A/B Testing ML models in production using Amazon SageMaker

Amazon SageMaker is a fully managed service that provides developers and data scientists the ability to quickly build, train, and deploy machine learning (ML) models. Tens of thousands of customers, including Intuit, Voodoo, ADP, Cerner, Dow Jones, and Thomson Reuters, use Amazon SageMaker to remove the heavy lifting from the ML process. With Amazon SageMaker, you can deploy your ML models on hosted endpoints and get inference results in real time. You can easily view the performance metrics for your endpoints in Amazon CloudWatch, enable autoscaling to automatically scale endpoints based on traffic, and update your models in production without losing any availability.

In many cases, such as e-commerce applications, offline model evaluation isn’t sufficient, and you need to A/B test models in production before making the decision of updating models. With Amazon SageMaker, you can easily perform A/B testing on ML models by running multiple production variants on an endpoint. You can use production variants to test ML models that have been trained using different training datasets, algorithms, and ML frameworks; test how they perform on different instance types; or a combination of all of the above.

Until now, you could provide the traffic distribution for each variant on an endpoint, and Amazon SageMaker splits the inference traffic between the variants based on the specified distribution. This is helpful when you want to control how much traffic to send to each variant but don’t need to route requests to specific variants. For example, you may want to update a model in production and test how it compares with the existing model by directing some portion of the traffic to the new model. However, in some use cases, you want a specific model to process inference requests and need to invoke a specific variant. For example, you may want to test and compare how ML models perform across different customer segments and need all requests from customers in a segment to be processed by a specific variant.

You can now choose which variant processes an inference request. You simply provide the TargetVariant header on each inference request, and Amazon SageMaker ensures that the specified variant processes the request.

Use case: Amazon Alexa

Amazon Alexa uses Amazon SageMaker to manage various ML workloads. Amazon Alexa teams update their ML models frequently to stay ahead of emerging security threats. For this, the teams test, compare, and determine which version best meets their security, privacy, and business needs before releasing new model versions in production using the model testing capabilities in Amazon SageMaker. For more information about the kinds of research that these teams perform to protect their customers’ security and privacy, see Leveraging Hierarchical Representations for Preserving Privacy and Utility in Text.

“The model testing capabilities in Amazon SageMaker enable us to test new versions of our privacy-preserving models, all of which meet our high standards for customer privacy,” says Nathanael Teissier, Software Development Manager, Alexa Experiences and Devices. “The new ability to select the desired production variant with each request will open up new possibilities for deployment strategies with A/B testing without modifying the existing setup.”

In this post, we show you how you can easily perform A/B testing of ML models in Amazon SageMaker by distributing traffic to variants and invoking specific variants. The models that we test have been trained using different training datasets and deployed as production variants on Amazon SageMaker endpoints.

A/B testing with Amazon SageMaker

In production ML workflows, data scientists and engineers frequently try to improve their models in various ways, such as by performing hyperparameter tuning, training on additional or more recent data, or improving feature selection. Performing A/B testing on the new model and the old model with production traffic can be an effective final step in the validation process for a new model. In A/B testing, you test different variants of your models and compare how each variant performs relative to each other. If the new version delivers performance that is better or equal to the previously existing version, you replace the older model.

TASK INPUTS:
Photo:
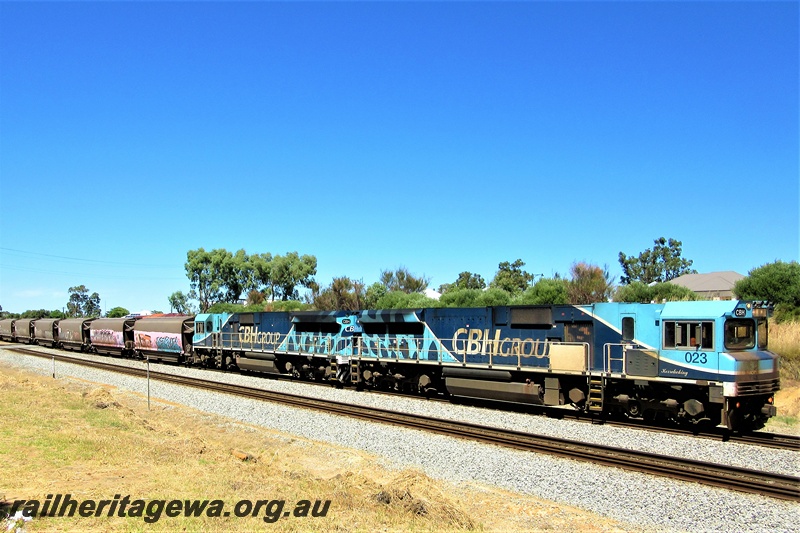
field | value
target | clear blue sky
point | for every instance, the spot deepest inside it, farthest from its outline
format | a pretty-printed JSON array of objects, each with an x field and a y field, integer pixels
[{"x": 442, "y": 137}]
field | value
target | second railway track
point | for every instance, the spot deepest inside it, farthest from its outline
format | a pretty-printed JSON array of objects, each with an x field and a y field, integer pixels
[{"x": 741, "y": 479}]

WORK TO DO:
1 - In the SageMaker A/B testing post, what header do you provide on each inference request so that a specific variant processes it?
2 - Can you repeat the entries that follow the SageMaker A/B testing post line for line, leaving out the picture?

EXERCISE ANSWERS:
1 - The TargetVariant header.

2 -
Photo:
field | value
target | clear blue sky
point | for every instance, the spot deepest inside it, farthest from its outline
format | a pretty-printed JSON array of objects, each with an x field and a y field, integer pixels
[{"x": 442, "y": 137}]
field | value
target | second railway track
point | for every instance, the spot deepest inside it, farthest from its outline
format | a pretty-printed JSON array of objects, each with an x field and a y field, integer pixels
[{"x": 741, "y": 479}]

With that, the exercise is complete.